**Aim of the task**
Duplicate all of the material below line for line, leaving out the pictures.

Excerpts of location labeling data
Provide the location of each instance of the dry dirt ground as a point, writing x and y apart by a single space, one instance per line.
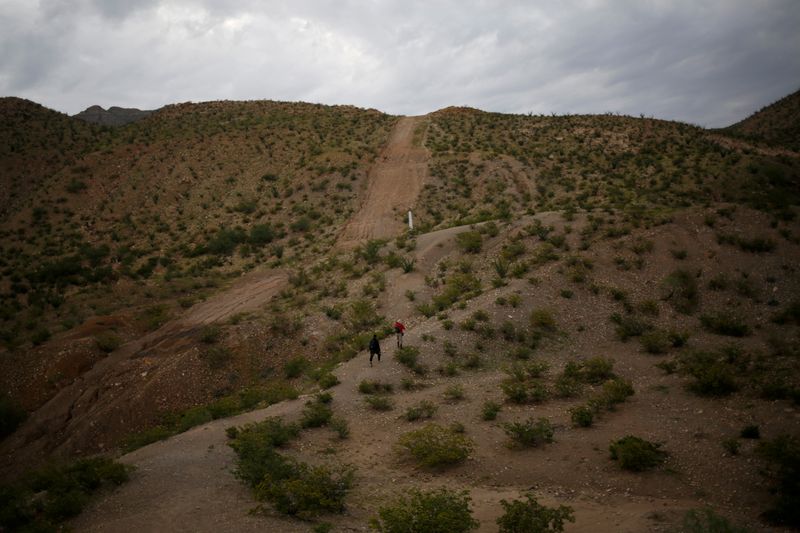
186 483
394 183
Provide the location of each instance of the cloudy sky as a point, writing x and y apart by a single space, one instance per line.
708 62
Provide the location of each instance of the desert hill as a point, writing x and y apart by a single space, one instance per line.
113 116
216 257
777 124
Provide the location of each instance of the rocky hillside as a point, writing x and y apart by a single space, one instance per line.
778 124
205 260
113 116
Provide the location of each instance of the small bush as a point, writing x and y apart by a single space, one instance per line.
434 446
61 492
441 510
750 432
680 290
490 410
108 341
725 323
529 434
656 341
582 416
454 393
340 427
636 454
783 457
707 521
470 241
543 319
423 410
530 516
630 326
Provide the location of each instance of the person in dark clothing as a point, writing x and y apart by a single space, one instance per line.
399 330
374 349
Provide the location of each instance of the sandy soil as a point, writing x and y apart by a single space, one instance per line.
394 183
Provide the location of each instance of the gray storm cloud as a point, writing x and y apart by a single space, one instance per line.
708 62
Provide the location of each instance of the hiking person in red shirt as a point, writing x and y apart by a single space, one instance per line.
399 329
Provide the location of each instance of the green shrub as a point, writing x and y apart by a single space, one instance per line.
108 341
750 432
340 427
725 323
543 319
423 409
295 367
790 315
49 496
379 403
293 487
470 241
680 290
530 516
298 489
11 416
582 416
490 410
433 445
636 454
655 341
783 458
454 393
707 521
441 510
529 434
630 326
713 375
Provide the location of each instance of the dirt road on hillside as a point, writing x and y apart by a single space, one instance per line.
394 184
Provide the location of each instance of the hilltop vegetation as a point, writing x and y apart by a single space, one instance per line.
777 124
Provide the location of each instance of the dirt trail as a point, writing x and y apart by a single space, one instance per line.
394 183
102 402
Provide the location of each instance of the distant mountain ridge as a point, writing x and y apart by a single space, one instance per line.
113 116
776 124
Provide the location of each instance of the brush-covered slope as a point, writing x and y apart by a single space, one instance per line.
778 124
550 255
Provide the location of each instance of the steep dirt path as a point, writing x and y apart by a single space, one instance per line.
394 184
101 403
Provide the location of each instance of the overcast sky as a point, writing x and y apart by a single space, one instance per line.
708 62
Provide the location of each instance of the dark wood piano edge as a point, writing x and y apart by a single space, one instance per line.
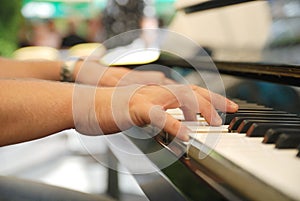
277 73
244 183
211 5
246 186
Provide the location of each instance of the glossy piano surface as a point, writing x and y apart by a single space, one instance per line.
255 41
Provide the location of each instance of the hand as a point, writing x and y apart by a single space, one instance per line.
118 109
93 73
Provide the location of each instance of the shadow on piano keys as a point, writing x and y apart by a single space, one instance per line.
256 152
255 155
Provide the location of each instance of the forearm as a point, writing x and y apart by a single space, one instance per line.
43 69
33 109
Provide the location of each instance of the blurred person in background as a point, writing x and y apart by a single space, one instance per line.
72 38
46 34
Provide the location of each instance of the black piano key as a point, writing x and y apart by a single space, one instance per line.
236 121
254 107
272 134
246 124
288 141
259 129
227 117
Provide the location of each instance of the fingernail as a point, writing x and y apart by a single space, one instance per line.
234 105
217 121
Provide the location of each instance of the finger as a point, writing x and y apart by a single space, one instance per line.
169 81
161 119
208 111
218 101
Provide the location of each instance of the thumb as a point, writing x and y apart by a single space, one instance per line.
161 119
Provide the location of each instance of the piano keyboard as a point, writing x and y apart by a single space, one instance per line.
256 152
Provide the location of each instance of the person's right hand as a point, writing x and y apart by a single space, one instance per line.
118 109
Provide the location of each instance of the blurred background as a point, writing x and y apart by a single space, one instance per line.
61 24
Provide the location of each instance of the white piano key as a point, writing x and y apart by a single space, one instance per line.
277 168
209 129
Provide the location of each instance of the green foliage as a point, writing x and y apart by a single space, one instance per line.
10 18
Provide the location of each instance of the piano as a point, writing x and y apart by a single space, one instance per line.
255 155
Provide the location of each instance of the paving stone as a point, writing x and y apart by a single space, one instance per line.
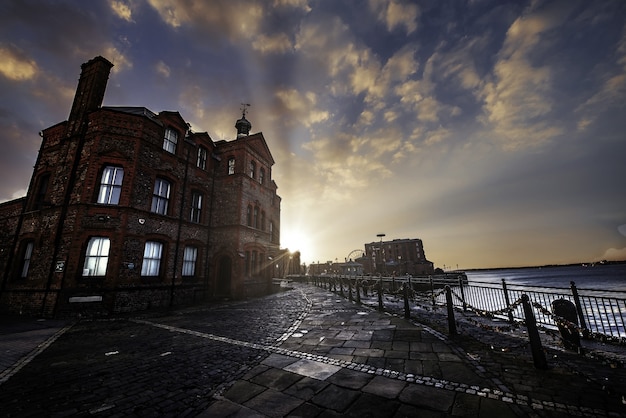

**Finished answer**
Provide the location of each instance of the dry dirt ground as a point, writing x and y apart by a single space, one instance per line.
186 483
394 183
Provide the location of each instance of the cloudy sky as a point, writing x and y apart by a single space, one instance per line.
708 62
Provide the location of each instance of the desert hill as a point, writing x and y apart by a single space, one instance per line.
113 116
216 257
777 124
Provide the location of each instance of the rocky hillside as a point, writing x and y apart by a single space, one instance per line.
778 124
205 260
113 116
Provide the location of each instance of the small bush as a point, writing x and y apart by a single space, one instance per line.
434 446
61 492
441 510
750 432
680 290
490 410
108 341
725 323
529 434
656 341
582 416
454 393
340 427
636 454
783 457
707 521
470 241
543 319
423 410
530 516
630 326
Provide the location of each instance of the person in dark clothing as a point, writing x and y apart by a single space, one instance per line.
399 330
374 349
Provide the location of each instance of the sandy soil as a point, writing x and y apart by a single space, one instance per line.
394 183
Provide the location of each instance of the gray storm cloud as a point, writing x and y apart by a single space, one instance per line.
708 62
Provide the location of each instance of the hiking person in red shirt as a point, writing x and y apart by a single space, one instance per line.
399 329
Provide the location of each instance of the green shrub as a point, writing x and y apart by a single space, one instance per line.
108 341
750 432
340 427
725 323
543 319
423 409
295 367
790 315
49 496
379 403
293 487
470 241
680 290
530 516
298 489
11 416
582 416
490 410
433 445
636 454
655 341
783 458
454 393
707 521
441 510
529 434
630 326
713 375
Provide the location of each instance of the dirt road on hillside as a point, writing x and y apart by a single space, one instance per line.
394 184
Provide the location of each instance of the hilltop vegetation as a point, writing x and y apart by a single space, one instance per line.
777 124
Provide the location of each instance of the dirt trail as a point, writing x and y apart by a single space, one instance per line.
394 183
102 402
Provide the location of each instance of the distant mountain ridge as a point, writing x and y apart by a single space, one instance per line.
113 116
776 124
Provide the location of each instance of the brush-covered slope as a point, writing x and y apart by a single space, one instance per line.
778 124
550 255
Provide the location of each instance of the steep dirt path as a point, writing x and y apart by a single space, one instance per line.
394 184
101 403
Provide the location of each instance of the overcast sky as a point, writing x and y apart by a single space, one instance per line.
708 62
Provide the location of each instance of the dark wood piano edge as a point, writing x and y apart by a single space, one instance per line.
277 73
244 183
211 5
246 186
Provide the location of each instance of the glossy piano surface as a point, writing x and y apart by a single space, one instance per line.
255 41
Provide the location of each instance of the hand as a point, writing x and y apart by a single space, one instance per line.
118 109
93 73
Provide the location of each instance of the shadow on piano keys as a point, writing x and y apart by a single space, one instance per line.
256 152
255 155
Provide the location of each instance of the forearm as a point, writing x and y apart by a single space, one instance per line.
43 69
33 109
Provide the location of each instance of the blurred person in background as a point, writing x and y apart by a single space, one instance per line.
72 38
46 34
Provide the location of each instance of the black piano key as a point, writing x and y apart by a single space, one instance per line.
236 121
254 107
272 134
246 124
288 141
259 129
227 117
Provide the location of each instance of the fingernail as a point, writing x and y apart by a single space, one instance per line.
234 105
217 121
Provide the location of each instance of the finger as a point, writing x and y apart by a single space, one instance per line.
169 81
161 119
208 111
218 101
Provide the location of each instance of the thumb as a point, writing x and y apart by a single space, one instance per line.
161 119
Provide the location of each instance of the piano keyboard as a point, writing x and y apart by a single space, one instance per line.
256 152
Provide the location of each instance of the person's right hand as a point, writing x and y apart by a single space, one instance per line.
118 109
Provide the location of each instance of the blurred background as a point, writing x and y apart by a single space, one instance per line.
61 24
Provide the location of each instance of the white piano key as a point, writing x and y apart by a single space, one instance per line.
277 168
209 129
Provide the location of each instance of the green foliage as a point, writing x and y apart by a single space, one instance per line.
10 18
Provide the location of each instance of the piano as a point, writing x and y apart by a single space, one instance per line.
255 155
Provide the location of each instance of the paving stone as a point, writing x and y apart by a single space, one instance per line.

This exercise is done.